* Study questions:
• a. In the text on affirmative action in California, why did the United States Supreme Court strike down college affirmative action policies?
• b. Answer these questions about the text on affirmative action in California:
(i) In 2020, by what margin did Californians vote to keep the ban?
(ii) According to the text, what is the clear message from the people and the Court?
(iii) What does the text say those running the University of California search for instead of complying with the law?
• c. In the text on affirmative action in California, switch "Californians" to "California voters" and give the passage from "In 1996, Californians" up to and including "Equal Protection Clause.".

===== Text block

In 1996, Californians voted, 55 to 45 percent, to ban the use of affirmative action in admissions to state schools and in state employment. In 2020, Californians voted to maintain the ban by an even wider margin, 57 to 43 percent. Last year, the United States Supreme Court struck down college affirmative action policies on the grounds they violate the Fourteenth Amendment’s Equal Protection Clause.
The clear message from the people and the Court is that admission should be based upon merit. But those running the University of California (UC) maintain their obsession with race and “diversity, equity, and inclusion” (DEI). They are undeterred in their mission to enforce equity via affirmative action. Rather than complying with the law and the will of the people, they search for loopholes to achieve the racial balancing they deem ideal for the shaping of society.

==========
===== Study material

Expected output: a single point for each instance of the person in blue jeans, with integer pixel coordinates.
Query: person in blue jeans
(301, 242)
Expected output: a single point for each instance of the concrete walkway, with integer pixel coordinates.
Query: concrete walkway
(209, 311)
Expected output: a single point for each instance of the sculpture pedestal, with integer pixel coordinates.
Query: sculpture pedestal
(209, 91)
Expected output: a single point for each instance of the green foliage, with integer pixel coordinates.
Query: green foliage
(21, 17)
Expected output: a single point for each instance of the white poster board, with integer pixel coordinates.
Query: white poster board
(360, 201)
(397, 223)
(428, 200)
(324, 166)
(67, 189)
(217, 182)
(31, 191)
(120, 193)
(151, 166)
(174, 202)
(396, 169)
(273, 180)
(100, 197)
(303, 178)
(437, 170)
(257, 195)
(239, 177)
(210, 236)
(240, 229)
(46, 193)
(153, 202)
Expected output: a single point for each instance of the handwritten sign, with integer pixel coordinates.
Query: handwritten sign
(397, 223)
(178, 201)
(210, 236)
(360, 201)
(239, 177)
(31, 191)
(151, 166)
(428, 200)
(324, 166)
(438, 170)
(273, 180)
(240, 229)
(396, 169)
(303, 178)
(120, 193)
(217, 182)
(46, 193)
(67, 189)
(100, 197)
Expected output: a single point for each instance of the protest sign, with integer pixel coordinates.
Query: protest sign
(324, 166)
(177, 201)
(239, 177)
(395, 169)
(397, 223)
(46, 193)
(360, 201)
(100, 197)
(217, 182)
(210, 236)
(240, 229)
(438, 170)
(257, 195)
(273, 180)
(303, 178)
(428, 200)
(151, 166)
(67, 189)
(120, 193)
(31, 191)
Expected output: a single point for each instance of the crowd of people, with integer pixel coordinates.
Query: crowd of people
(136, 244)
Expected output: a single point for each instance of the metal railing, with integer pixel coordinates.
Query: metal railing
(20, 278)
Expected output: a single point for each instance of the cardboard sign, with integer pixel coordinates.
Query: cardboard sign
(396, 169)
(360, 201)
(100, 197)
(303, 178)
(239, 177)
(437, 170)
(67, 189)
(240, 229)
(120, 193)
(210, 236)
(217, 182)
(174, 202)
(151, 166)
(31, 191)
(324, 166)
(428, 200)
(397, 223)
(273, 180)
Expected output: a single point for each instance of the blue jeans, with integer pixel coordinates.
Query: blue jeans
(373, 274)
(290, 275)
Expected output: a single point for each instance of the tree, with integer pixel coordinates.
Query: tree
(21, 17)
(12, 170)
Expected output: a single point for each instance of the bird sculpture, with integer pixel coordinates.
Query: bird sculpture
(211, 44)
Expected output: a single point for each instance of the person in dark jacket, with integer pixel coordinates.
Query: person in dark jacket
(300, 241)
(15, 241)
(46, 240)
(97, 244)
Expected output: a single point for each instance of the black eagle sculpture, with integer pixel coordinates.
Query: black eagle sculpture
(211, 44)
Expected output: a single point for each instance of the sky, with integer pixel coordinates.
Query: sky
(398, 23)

==========

* Answers to each task:
• a. The Court struck them down because they violate the Fourteenth Amendment’s Equal Protection Clause.

• b.
(i) 57 to 43 percent.
(ii) Admission should be based upon merit.
(iii) Loopholes to achieve the racial balancing they deem ideal for the shaping of society.

• c.
In 1996, California voters voted, 55 to 45 percent, to ban the use of affirmative action in admissions to state schools and in state employment. In 2020, California voters voted to maintain the ban by an even wider margin, 57 to 43 percent. Last year, the United States Supreme Court struck down college affirmative action policies on the grounds they violate the Fourteenth Amendment’s Equal Protection Clause.